[Begin Supplied data]
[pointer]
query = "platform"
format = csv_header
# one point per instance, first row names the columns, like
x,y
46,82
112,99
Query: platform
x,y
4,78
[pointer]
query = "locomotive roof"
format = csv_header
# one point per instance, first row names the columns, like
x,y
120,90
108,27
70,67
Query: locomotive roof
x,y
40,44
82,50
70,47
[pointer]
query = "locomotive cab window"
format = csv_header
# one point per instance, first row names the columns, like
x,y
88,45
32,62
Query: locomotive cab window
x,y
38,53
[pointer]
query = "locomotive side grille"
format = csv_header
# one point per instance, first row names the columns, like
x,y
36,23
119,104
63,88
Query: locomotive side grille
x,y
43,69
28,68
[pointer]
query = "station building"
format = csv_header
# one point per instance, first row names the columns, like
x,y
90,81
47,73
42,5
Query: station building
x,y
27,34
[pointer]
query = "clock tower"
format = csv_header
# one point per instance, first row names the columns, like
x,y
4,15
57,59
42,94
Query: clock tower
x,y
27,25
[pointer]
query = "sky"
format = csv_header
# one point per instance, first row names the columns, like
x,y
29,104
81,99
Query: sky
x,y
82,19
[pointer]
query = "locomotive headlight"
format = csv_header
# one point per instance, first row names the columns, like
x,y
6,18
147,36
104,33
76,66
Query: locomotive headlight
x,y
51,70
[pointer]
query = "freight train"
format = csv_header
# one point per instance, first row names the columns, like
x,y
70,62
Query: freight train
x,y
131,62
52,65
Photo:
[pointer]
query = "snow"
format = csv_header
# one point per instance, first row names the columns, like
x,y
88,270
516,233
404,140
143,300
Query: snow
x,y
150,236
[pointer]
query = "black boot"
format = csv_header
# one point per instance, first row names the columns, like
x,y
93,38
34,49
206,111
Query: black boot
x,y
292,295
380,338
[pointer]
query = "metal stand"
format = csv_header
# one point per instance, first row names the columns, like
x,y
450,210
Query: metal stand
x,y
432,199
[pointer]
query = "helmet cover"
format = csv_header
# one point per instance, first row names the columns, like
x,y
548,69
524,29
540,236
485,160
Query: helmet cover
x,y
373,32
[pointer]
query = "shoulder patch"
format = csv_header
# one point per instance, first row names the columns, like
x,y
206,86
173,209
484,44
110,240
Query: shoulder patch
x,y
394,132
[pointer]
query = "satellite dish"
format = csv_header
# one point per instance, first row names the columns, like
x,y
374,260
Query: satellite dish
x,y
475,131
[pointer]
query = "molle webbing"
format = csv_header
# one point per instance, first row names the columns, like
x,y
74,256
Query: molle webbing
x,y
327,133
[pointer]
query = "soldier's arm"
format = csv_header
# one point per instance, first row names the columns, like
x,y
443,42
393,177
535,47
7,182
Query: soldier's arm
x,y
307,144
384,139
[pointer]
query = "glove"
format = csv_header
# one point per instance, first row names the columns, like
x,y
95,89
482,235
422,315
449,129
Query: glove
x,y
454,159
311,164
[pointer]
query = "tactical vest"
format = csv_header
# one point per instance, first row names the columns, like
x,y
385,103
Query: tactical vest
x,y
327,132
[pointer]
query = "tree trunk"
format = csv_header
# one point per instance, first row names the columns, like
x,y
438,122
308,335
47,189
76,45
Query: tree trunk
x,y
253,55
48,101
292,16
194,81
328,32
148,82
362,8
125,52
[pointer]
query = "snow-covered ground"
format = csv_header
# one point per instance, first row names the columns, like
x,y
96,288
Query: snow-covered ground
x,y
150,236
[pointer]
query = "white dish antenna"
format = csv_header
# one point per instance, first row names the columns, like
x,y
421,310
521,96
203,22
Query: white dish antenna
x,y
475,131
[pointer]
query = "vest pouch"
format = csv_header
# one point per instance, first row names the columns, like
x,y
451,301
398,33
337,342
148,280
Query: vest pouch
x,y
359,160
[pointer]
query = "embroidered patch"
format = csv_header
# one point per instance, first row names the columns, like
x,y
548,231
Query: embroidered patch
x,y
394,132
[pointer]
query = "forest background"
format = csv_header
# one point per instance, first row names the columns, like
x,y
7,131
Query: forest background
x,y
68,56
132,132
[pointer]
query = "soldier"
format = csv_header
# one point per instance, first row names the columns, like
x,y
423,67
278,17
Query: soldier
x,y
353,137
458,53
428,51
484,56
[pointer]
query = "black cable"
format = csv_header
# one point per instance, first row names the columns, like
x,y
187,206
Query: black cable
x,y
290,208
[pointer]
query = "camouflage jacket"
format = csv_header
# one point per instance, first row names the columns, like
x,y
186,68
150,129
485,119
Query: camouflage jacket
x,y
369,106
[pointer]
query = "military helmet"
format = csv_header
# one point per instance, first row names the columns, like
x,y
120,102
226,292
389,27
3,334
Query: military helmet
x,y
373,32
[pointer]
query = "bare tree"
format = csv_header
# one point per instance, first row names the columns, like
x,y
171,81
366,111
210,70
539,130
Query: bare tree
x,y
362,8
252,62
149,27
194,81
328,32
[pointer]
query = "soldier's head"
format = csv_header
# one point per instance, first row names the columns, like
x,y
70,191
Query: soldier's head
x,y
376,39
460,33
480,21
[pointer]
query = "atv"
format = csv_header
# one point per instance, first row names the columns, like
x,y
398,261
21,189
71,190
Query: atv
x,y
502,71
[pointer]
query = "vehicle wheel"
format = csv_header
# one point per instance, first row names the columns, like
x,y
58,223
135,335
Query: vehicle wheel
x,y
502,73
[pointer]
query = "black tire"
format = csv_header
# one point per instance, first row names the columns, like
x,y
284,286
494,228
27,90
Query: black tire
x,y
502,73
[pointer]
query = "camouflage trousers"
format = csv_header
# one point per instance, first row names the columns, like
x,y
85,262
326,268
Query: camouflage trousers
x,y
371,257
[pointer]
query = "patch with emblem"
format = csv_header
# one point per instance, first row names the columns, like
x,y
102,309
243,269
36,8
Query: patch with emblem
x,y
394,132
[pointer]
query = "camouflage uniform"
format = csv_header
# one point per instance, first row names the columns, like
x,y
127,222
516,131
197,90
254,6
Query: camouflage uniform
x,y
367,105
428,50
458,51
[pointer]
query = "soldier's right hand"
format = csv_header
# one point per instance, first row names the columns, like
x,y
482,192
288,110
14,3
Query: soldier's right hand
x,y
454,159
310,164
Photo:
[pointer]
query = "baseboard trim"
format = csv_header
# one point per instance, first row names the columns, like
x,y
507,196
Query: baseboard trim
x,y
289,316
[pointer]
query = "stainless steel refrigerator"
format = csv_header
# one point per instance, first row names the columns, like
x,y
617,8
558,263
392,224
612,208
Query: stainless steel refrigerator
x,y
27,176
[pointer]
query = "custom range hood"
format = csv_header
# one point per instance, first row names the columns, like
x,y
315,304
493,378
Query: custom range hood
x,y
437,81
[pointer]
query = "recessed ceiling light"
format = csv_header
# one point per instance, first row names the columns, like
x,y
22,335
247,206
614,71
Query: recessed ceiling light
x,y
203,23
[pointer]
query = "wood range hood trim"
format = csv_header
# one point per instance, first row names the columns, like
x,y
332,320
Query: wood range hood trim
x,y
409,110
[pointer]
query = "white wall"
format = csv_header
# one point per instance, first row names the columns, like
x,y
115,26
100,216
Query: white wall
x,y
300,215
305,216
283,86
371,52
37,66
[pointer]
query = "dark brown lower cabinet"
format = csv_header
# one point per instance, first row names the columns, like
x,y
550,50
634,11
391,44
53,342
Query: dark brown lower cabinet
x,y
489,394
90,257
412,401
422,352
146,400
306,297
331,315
[End Supplied data]
[Begin Supplied data]
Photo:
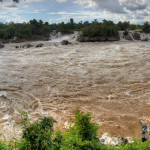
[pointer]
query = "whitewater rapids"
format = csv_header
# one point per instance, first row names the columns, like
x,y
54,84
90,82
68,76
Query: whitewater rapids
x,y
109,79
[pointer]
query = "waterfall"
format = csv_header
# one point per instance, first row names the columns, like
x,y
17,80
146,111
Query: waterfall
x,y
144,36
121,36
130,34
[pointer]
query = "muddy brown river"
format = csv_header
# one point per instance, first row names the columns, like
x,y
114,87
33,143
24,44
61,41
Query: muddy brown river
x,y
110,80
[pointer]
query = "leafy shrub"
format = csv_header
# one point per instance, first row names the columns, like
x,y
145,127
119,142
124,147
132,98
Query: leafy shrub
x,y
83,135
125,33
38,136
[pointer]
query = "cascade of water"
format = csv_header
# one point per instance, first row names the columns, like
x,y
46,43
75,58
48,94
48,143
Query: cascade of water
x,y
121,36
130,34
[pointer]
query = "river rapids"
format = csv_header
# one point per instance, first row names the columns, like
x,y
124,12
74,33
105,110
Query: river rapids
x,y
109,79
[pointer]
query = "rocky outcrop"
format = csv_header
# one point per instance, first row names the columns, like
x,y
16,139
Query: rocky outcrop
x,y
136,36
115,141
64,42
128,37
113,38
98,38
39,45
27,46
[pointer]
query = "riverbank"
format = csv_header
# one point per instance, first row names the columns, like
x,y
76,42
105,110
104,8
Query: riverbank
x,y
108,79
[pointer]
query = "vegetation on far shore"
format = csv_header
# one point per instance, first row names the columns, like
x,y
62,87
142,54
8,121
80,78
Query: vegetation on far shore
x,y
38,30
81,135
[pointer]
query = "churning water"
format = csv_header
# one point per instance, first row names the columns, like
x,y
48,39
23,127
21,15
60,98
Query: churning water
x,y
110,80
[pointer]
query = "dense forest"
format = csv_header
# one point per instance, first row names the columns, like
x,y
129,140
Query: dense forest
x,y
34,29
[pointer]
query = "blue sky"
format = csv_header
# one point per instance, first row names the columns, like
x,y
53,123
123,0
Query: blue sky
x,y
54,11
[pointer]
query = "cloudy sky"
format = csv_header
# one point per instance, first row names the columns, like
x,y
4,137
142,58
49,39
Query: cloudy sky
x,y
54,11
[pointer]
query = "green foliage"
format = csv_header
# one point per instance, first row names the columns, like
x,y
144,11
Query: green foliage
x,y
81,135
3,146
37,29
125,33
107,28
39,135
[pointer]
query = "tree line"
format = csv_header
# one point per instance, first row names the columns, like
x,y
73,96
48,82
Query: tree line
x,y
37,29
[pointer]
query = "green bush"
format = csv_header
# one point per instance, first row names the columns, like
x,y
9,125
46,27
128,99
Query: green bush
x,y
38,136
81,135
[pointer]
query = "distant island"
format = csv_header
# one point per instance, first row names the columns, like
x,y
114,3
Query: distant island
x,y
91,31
[End Supplied data]
__Written request__.
How many lines in the records above contain the string "station"? Reply with the number alone.

__Completed task__.
2